**WHAT NEEDS TO BE DONE**
Reproduce the entire listing below verbatim.

**PROVIDED RECORDS**
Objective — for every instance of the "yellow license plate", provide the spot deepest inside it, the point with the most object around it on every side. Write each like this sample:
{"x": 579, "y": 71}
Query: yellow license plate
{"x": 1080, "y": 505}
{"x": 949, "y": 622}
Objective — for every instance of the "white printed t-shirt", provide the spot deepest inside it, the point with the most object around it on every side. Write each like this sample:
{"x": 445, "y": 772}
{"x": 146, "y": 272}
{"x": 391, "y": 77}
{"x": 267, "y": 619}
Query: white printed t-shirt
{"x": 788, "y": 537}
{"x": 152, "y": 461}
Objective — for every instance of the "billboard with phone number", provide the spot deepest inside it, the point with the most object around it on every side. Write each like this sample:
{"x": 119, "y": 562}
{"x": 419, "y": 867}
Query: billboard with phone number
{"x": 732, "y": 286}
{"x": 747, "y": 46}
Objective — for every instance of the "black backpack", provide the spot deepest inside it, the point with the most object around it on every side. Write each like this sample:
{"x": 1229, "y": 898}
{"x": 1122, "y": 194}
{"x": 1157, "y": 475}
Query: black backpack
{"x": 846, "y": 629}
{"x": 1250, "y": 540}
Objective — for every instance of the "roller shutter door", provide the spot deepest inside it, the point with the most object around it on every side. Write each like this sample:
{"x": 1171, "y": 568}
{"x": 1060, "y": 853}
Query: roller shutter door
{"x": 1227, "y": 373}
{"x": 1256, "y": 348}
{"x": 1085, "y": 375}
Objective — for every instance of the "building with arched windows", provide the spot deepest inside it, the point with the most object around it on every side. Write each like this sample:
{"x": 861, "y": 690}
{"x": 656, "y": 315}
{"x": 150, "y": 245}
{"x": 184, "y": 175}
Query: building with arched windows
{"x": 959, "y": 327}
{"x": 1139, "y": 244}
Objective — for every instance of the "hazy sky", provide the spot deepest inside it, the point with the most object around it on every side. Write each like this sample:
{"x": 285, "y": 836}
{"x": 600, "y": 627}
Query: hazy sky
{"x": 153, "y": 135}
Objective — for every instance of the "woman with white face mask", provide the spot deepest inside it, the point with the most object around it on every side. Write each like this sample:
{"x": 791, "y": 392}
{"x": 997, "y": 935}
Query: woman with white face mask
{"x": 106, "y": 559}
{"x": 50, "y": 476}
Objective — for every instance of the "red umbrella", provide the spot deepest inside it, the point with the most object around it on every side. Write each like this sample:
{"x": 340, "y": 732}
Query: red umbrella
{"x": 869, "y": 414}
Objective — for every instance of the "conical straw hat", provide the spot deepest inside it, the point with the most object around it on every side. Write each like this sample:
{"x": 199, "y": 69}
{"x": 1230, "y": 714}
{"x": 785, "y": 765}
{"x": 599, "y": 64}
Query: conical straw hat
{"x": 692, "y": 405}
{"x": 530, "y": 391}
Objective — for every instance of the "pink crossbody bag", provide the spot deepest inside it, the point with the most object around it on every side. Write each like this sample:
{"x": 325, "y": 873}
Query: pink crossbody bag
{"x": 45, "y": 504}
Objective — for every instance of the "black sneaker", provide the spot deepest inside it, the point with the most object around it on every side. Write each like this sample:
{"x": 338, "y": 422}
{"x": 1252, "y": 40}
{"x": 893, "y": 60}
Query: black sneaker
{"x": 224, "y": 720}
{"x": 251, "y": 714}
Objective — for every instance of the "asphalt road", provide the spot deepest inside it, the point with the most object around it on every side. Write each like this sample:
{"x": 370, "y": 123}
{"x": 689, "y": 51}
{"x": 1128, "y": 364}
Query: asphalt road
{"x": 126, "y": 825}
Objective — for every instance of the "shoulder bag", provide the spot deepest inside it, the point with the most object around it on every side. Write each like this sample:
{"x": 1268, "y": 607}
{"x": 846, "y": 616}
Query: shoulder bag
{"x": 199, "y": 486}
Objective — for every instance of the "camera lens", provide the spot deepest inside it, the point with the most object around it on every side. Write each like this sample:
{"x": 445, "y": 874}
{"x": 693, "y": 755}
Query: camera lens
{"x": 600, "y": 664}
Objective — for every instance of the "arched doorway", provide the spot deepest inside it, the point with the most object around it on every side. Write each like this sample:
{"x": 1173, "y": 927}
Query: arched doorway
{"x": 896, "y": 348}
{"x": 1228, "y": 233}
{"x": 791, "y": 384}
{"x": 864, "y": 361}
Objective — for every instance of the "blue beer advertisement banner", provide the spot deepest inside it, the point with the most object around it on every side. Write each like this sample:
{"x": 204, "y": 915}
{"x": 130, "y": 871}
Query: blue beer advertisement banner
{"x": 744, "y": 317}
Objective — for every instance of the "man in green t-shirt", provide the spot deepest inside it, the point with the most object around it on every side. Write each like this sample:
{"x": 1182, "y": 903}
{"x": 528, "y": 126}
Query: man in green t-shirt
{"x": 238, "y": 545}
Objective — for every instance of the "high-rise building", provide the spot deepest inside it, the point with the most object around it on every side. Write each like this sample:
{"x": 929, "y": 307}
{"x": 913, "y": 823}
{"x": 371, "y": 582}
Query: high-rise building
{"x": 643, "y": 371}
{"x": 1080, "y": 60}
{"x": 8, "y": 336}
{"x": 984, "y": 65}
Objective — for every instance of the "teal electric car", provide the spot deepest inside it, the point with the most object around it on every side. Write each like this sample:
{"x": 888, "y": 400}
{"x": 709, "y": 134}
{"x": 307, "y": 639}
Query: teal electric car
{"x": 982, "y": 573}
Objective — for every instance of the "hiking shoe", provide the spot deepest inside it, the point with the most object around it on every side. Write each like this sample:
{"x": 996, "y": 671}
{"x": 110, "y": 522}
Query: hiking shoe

**OUTPUT OF THE EXERCISE**
Objective — for every instance of the "yellow license plate", provide the spot deepest inside it, the point with the most object around it on every side. Write each like this sample:
{"x": 579, "y": 71}
Query: yellow license plate
{"x": 1080, "y": 505}
{"x": 949, "y": 622}
Objective — for every instance of the "white printed t-shirt", provide the spot deepest inside it, the point with the most object around it on every side. Write each like this sample:
{"x": 445, "y": 772}
{"x": 146, "y": 272}
{"x": 391, "y": 77}
{"x": 267, "y": 619}
Query: white printed t-shirt
{"x": 788, "y": 537}
{"x": 152, "y": 461}
Objective — for every instance of the "billboard with phone number", provide the spot deepest inside it, the point with the most object around it on every side. Write each like this sample:
{"x": 119, "y": 562}
{"x": 419, "y": 867}
Query: billboard with phone number
{"x": 732, "y": 286}
{"x": 747, "y": 46}
Objective — for every instance of the "black backpack", provide the spot deepest inside it, the point with the most object around it on every side. Write each like this sample:
{"x": 1229, "y": 898}
{"x": 1122, "y": 194}
{"x": 1157, "y": 475}
Query: black backpack
{"x": 846, "y": 629}
{"x": 1250, "y": 540}
Objective — for every instance of the "roller shutter door", provide the spot deepest inside it, the point with the most object around it on every side. Write each like this sample:
{"x": 1171, "y": 568}
{"x": 1060, "y": 853}
Query: roller shutter door
{"x": 1227, "y": 373}
{"x": 1256, "y": 348}
{"x": 1085, "y": 375}
Objective — for every instance of the "building with arched windows", provide the spot deepest inside it, the point with the most object around it on every side. Write each like this sample:
{"x": 861, "y": 690}
{"x": 656, "y": 315}
{"x": 150, "y": 245}
{"x": 184, "y": 175}
Query: building with arched windows
{"x": 959, "y": 327}
{"x": 1139, "y": 244}
Objective — for every instance of the "hazy sky", provide the spot deepest inside it, the point with the most object around it on every side. Write each like this sample:
{"x": 285, "y": 836}
{"x": 600, "y": 627}
Query: hazy sky
{"x": 153, "y": 135}
Objective — for every instance of the "woman with white face mask", provide the spot deepest inside it, the point with the most object around it on every side. Write each like this sample:
{"x": 791, "y": 392}
{"x": 997, "y": 935}
Query: woman with white face mask
{"x": 106, "y": 559}
{"x": 50, "y": 476}
Objective — for every instance of the "red umbrella", provide the spot deepest inside it, the point with the most object around it on every side. Write each like this sample:
{"x": 340, "y": 732}
Query: red umbrella
{"x": 869, "y": 414}
Objective — for every instance of the "conical straw hat", provide the spot deepest inside it, the point with the most object around it on every side. Write each like this sample:
{"x": 199, "y": 69}
{"x": 1230, "y": 714}
{"x": 785, "y": 765}
{"x": 599, "y": 64}
Query: conical straw hat
{"x": 692, "y": 405}
{"x": 530, "y": 391}
Objective — for every instance of the "pink crossbody bag", provide the spot deepest inside it, the point with the most object around it on every side. Write each like this sample:
{"x": 325, "y": 873}
Query: pink crossbody bag
{"x": 45, "y": 504}
Objective — for every instance of the "black sneaker", provide the spot deepest inside it, the point with the most object around it on every side. Write each like this sample:
{"x": 338, "y": 422}
{"x": 1252, "y": 40}
{"x": 893, "y": 60}
Query: black sneaker
{"x": 224, "y": 720}
{"x": 251, "y": 714}
Objective — for every instance of the "asphalt road", provide the spot deepest inside it, the point with the most object around it on every side. Write each like this sample:
{"x": 370, "y": 123}
{"x": 689, "y": 51}
{"x": 1128, "y": 364}
Query: asphalt road
{"x": 126, "y": 825}
Objective — for every instance of the "shoulder bag", provide the spot deepest inside it, the point with the most object around it on every side. Write each like this sample:
{"x": 1268, "y": 607}
{"x": 846, "y": 616}
Query: shoulder bag
{"x": 199, "y": 486}
Objective — for every instance of the "camera lens", provide the spot deepest inside it, the point with the most object around it on every side. Write each like this sample:
{"x": 445, "y": 874}
{"x": 693, "y": 755}
Query: camera lens
{"x": 600, "y": 664}
Objective — for every instance of the "arched doorway", provide the spot deepest inside it, the point with the most object around it on every side. Write each like this sample:
{"x": 1173, "y": 927}
Query: arched doorway
{"x": 896, "y": 348}
{"x": 1228, "y": 233}
{"x": 791, "y": 384}
{"x": 864, "y": 361}
Objective — for every instance of the "blue beer advertisement banner", provide the spot deepest inside it, the point with the most object around it on every side. Write each like this sample:
{"x": 204, "y": 915}
{"x": 130, "y": 871}
Query: blue beer advertisement banner
{"x": 744, "y": 317}
Objective — for every instance of the "man in green t-shirt", provide the spot deepest inside it, the point with the most object around it on every side. Write each like this sample:
{"x": 1182, "y": 903}
{"x": 528, "y": 126}
Query: man in green t-shirt
{"x": 238, "y": 545}
Objective — for every instance of the "high-rise building", provide the spot deepest inside it, the point with the most object around it on every side. Write each like this sample:
{"x": 929, "y": 307}
{"x": 913, "y": 823}
{"x": 371, "y": 582}
Query: high-rise building
{"x": 643, "y": 371}
{"x": 1080, "y": 60}
{"x": 8, "y": 336}
{"x": 984, "y": 65}
Objective — for every instance of the "teal electric car", provide the spot deepest inside it, the point with the most object around it on every side. Write each like this sample:
{"x": 888, "y": 400}
{"x": 709, "y": 134}
{"x": 307, "y": 639}
Query: teal electric car
{"x": 982, "y": 573}
Objective — for every instance of the "hiking shoe", provide the spot deepest inside it, the point with the most object around it on every side. Write each like this sample:
{"x": 996, "y": 671}
{"x": 110, "y": 522}
Query: hiking shoe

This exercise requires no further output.